── SELECTED TEXT ──

New York has proposed new cybersecurity regulations for hospitals in a bid to combat increasing numbers of cyberattacks and data breaches. Hacking incidents at hospitals, health systems, and other HIPAA-regulated entities have increased by 77% in 2023 according to the HHS’ Office for Civil Rights, and ransomware attacks have increased by 278% in the past 4 years. Cyberattacks on hospitals have disrupted operations, delayed essential healthcare services, and put patient safety at risk. In New York, healthcare was the most attacked critical infrastructure sector last year, and in H1 2023, healthcare cyberattacks in New York have been reported at twice the number seen in 2022.
Hospitals are required to comply with the Health Insurance Portability and Accountability Act’s (HIPAA) Security Rule, which calls for safeguards to be implemented to protect the confidentiality, integrity, and availability of electronic protected health information, but it is clear from the number of successful attacks and data breaches that compliance with the HIPAA Security Rule alone is not enough. The proposed regulations for hospitals are intended to complement HIPAA and have more specific requirements to strengthen the protections for hospital networks and systems that are critical to providing patient care. The new rules were proposed last week and will be published in the state register in early December if they are adopted by the Public Health and Health Planning Council. A 60-day public comment period will follow and hospitals will then be provided with a grace period of 12 months to ensure they are fully compliant with the new regulations.

───
── INPUT DATA ──

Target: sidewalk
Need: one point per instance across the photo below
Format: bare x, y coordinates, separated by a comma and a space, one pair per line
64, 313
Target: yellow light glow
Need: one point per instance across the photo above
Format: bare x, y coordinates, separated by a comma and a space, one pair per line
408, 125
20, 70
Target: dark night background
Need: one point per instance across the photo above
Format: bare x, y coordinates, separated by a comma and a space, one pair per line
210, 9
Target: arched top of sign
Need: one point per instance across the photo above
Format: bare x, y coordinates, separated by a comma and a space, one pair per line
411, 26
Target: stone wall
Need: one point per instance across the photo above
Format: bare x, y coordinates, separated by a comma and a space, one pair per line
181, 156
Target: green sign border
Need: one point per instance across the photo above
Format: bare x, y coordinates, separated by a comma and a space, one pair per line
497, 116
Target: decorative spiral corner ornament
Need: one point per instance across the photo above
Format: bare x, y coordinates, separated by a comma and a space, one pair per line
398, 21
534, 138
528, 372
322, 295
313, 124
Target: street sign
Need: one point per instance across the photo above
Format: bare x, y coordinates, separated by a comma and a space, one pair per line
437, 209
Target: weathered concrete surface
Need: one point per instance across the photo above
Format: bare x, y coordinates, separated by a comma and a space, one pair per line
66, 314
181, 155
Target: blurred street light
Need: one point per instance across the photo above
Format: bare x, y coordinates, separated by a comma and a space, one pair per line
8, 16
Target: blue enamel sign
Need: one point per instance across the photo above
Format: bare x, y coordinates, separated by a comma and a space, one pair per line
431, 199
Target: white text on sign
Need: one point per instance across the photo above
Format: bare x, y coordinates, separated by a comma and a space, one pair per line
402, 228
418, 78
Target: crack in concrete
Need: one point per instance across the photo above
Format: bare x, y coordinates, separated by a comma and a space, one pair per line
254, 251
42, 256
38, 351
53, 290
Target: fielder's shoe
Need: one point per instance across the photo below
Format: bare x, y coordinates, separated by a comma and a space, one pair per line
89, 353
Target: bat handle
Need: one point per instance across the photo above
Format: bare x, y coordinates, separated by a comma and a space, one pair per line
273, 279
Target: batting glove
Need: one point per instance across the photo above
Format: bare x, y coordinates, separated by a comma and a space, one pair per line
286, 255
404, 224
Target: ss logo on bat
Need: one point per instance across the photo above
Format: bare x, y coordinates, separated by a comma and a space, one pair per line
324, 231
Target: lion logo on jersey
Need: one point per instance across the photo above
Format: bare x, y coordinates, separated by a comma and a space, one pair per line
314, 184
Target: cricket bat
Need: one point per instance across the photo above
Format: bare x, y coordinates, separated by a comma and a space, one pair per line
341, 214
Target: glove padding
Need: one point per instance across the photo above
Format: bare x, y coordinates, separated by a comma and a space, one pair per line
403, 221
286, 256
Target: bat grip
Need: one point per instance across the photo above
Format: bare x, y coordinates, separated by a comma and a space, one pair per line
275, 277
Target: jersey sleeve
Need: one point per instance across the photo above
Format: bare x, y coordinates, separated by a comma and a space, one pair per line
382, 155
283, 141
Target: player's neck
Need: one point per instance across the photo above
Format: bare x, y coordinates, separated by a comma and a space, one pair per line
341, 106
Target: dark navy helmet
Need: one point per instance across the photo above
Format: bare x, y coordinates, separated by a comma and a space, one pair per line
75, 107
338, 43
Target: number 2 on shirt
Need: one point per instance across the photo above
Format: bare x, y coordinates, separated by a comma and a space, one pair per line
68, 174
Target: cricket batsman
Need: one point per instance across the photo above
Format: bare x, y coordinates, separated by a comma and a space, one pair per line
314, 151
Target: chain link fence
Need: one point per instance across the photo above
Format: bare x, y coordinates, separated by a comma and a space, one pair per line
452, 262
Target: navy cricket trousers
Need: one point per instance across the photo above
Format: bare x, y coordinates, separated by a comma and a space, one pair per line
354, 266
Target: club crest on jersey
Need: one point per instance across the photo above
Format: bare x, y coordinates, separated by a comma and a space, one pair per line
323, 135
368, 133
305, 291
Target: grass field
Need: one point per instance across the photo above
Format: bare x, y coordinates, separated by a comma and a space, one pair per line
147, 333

───

TASKS TO CARRY OUT:
1. In the passage about New York's proposed hospital cybersecurity rules, how long is the grace period hospitals will have to become fully compliant?
2. Continue the passage about New York's proposed hospital cybersecurity rules from its last sentence.
The rows have no connection to the passage about New York's proposed hospital cybersecurity rules.

ANSWERS:
1. 12 months

2.
“Our interconnected world demands an interconnected defense against cyber-attacks, leveraging every resource available, especially at hospitals,” said Governor Hochul. “These new proposed regulations set forth a nation-leading blueprint to ensure New York State stands ready and resilient in the face of cyber threats.” The new regulations include a requirement for hospitals to appoint a Chief Information Security Officer (CISO) to oversee cybersecurity if they have not already appointed one. They must develop and implement a cybersecurity program, which includes procedures, guidelines, and standards for in-house applications and policies for evaluating and testing third-party apps.
Hospitals will be required to take proven steps to assess internal and external cybersecurity risks, use defensive techniques and infrastructure, implement measures to protect their information systems from unauthorized access including multifactor authentication for any external access to internal networks and data, and take actions to prevent cybersecurity events before they happen. Hospitals will also be required to develop, implement, and test an incident response plan to ensure that patient care can continue to be provided in the event of IT systems being taken offline.
New York State Health Commissioner Dr. James McDonald said, “Under Governor Hochul’s leadership, New York State has significantly enhanced its cyber defenses, which are critically important to our health care system. When we protect hospitals, we protect patients. These nation-leading draft cybersecurity hospital regulations build on the Governor’s state of the state priority by helping protect critical systems from cyber threats and ensuring New York’s hospitals and health care facilities stay secure.”
One of the reasons hospitals have not done more to counter cyber threats is a lack of funding due to competing priorities. To make it easier for hospitals to make the necessary improvements, Governor Hochul has made $500 million available in the state’s fiscal year 2024 budget and hospitals will be able to apply for funding to upgrade their technology systems.